Render the entries from the line containing "Reviewer note: check that each instance of the ceiling light" through the end of the entries, both ends included, as a Markdown table with the columns Row and Line. Put one line per row with its row number, and skip blank lines.
-- start Available data --
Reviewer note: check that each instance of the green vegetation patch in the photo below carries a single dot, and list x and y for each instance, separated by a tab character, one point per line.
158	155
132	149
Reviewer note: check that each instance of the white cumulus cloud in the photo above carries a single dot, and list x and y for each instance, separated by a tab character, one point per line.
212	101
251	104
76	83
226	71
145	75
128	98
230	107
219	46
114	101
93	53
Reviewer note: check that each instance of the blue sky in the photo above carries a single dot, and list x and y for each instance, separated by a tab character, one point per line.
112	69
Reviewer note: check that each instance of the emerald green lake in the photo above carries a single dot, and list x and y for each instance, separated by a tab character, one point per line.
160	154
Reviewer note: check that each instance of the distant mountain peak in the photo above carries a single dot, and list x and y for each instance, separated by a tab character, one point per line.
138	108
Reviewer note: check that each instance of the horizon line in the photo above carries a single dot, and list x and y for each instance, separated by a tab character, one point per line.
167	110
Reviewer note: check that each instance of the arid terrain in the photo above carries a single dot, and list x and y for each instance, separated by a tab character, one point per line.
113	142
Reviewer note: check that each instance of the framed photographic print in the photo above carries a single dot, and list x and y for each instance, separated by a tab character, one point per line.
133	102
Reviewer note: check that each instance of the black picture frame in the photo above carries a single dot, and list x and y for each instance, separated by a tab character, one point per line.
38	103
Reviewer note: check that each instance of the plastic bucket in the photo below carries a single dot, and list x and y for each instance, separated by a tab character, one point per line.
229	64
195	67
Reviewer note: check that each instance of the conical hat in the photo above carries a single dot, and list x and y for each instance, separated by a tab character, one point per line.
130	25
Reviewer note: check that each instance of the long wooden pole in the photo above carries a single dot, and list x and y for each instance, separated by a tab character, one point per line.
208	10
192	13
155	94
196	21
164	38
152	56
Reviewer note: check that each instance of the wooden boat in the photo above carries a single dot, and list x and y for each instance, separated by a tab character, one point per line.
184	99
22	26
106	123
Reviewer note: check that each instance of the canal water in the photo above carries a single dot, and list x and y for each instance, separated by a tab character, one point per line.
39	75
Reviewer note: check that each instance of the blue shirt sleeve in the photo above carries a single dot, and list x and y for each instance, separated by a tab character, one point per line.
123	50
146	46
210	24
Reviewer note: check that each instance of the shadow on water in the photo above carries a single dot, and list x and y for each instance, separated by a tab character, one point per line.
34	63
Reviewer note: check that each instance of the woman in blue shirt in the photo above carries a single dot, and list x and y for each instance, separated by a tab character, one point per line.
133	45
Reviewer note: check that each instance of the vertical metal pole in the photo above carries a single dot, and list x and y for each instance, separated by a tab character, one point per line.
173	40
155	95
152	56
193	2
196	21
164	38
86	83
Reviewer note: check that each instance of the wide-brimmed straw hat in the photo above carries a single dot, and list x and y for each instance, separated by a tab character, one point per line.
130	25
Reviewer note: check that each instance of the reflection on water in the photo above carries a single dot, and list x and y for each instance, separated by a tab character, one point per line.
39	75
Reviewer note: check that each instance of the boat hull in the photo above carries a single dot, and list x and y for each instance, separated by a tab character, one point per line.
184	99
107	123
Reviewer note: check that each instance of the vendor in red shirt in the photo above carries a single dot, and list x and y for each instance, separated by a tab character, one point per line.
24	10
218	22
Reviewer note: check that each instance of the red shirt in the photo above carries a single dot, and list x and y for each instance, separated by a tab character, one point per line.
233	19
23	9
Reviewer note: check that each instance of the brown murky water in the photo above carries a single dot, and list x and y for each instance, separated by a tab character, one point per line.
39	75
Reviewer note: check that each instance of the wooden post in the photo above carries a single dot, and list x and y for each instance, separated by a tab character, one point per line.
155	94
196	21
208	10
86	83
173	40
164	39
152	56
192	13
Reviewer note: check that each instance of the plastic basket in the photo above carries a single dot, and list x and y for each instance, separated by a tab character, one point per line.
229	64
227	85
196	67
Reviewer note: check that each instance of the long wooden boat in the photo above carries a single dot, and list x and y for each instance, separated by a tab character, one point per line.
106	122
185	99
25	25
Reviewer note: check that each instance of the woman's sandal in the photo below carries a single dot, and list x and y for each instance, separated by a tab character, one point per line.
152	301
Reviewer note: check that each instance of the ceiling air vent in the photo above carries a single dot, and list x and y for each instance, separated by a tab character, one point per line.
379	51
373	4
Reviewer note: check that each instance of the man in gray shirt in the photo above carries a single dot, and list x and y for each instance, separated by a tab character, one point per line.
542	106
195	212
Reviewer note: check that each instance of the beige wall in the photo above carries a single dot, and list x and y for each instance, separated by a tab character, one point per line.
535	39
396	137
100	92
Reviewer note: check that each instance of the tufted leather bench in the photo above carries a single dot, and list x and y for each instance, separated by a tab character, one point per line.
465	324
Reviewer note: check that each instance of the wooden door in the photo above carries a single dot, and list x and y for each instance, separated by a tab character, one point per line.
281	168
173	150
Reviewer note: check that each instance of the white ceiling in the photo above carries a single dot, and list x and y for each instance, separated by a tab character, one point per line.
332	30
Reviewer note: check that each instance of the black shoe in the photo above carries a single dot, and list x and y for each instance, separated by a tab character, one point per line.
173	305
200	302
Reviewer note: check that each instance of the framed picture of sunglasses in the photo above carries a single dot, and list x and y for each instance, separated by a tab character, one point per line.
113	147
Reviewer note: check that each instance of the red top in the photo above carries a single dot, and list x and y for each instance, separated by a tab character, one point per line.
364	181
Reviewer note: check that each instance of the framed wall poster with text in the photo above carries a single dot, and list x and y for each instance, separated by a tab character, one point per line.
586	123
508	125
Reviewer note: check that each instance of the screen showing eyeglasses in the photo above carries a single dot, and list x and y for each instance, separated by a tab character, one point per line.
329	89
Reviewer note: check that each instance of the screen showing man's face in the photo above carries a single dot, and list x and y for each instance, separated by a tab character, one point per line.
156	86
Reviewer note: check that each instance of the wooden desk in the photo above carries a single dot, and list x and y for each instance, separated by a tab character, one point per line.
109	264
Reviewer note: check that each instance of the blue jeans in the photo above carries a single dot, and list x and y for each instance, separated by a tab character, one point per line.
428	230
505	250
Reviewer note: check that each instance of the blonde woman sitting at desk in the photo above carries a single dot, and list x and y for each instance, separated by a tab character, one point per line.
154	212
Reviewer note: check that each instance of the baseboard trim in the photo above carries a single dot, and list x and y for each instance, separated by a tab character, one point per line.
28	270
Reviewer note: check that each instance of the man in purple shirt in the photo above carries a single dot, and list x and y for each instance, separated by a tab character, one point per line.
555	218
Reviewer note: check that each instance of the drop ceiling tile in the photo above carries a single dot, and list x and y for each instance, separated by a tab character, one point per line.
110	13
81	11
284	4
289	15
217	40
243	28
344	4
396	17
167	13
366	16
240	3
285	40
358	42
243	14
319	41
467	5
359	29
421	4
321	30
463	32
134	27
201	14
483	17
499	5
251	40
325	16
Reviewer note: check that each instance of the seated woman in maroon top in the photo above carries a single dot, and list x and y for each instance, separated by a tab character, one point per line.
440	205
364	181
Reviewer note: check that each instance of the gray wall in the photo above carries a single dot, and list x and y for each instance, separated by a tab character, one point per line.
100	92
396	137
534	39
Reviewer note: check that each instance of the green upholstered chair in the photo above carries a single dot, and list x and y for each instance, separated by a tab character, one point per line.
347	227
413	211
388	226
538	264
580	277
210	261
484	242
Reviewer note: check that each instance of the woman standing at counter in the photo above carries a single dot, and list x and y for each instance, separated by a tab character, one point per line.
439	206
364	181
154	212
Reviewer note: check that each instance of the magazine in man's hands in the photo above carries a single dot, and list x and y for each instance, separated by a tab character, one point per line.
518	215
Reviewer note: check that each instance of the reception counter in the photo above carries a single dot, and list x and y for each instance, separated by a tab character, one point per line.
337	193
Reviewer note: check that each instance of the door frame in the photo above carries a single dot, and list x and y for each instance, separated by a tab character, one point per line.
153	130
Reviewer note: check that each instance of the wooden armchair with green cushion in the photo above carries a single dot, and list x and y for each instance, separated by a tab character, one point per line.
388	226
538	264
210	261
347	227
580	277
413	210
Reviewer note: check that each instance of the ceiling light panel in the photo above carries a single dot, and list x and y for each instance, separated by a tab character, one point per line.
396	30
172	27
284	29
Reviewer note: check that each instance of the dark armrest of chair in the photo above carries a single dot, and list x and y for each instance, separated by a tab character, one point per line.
-- end Available data --
Solution below:
| Row | Line |
|---|---|
| 1 | Reviewer note: check that each instance of the ceiling light panel in the photo above carries a single dot, and list x and y for each instance, separated by a tab character, one point per line. |
| 2 | 396	30 |
| 3 | 172	27 |
| 4 | 284	29 |
| 5 | Reviewer note: check that each instance of the dark armrest of chair in the photo above carries a single dot, and list x and y for each instance, separated by a tab character, one point per line. |